◆ Dataset ◆
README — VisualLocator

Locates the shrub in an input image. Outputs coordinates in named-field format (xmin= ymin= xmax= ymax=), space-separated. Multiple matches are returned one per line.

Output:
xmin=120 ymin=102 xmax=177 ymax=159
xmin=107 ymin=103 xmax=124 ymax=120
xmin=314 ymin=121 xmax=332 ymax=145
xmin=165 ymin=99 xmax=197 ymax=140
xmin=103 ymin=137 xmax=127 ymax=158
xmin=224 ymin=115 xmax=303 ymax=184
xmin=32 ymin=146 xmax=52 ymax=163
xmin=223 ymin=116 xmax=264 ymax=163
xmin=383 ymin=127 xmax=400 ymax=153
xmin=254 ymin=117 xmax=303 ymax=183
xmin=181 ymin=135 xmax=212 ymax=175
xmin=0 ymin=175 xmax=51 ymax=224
==
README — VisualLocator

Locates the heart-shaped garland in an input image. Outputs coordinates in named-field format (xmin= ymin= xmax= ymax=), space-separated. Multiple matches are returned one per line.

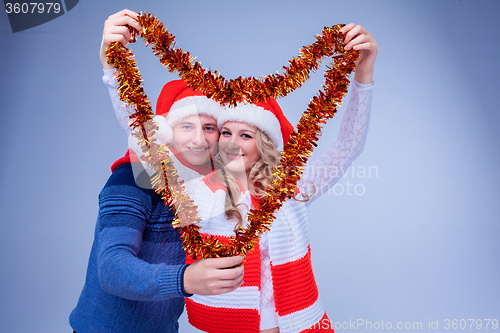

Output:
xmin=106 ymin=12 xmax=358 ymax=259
* * *
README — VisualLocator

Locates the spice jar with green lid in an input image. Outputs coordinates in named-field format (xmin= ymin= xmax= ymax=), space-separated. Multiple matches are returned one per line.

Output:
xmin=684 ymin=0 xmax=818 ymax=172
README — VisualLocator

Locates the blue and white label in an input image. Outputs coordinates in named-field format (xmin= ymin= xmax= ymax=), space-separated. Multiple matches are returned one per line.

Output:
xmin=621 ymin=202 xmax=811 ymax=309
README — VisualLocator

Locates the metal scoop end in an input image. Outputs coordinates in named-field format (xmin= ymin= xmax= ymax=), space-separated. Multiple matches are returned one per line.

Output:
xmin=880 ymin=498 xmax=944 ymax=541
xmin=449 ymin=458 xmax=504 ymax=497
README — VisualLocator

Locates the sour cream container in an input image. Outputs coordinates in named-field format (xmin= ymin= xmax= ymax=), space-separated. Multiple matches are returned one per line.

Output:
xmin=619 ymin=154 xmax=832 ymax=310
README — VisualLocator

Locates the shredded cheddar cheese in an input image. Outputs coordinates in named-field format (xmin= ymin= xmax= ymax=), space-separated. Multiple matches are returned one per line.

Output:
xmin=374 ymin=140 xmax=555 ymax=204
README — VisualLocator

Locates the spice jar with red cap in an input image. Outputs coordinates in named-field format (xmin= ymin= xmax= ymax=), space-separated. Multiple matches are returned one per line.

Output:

◆ Problem details ◆
Copy out the lines of the data where the string "with" occurs.

◆ Answer to this problem ◆
Locates the spice jar with green lid in an input image. Outputs coordinates in named-field format (xmin= ymin= xmax= ymax=), space-separated. Multiple matches are returned one per line.
Locates the spice jar with red cap in an input image. Outputs coordinates in named-field format (xmin= ymin= xmax= ymax=), space-separated. Multiple matches are returned one per line.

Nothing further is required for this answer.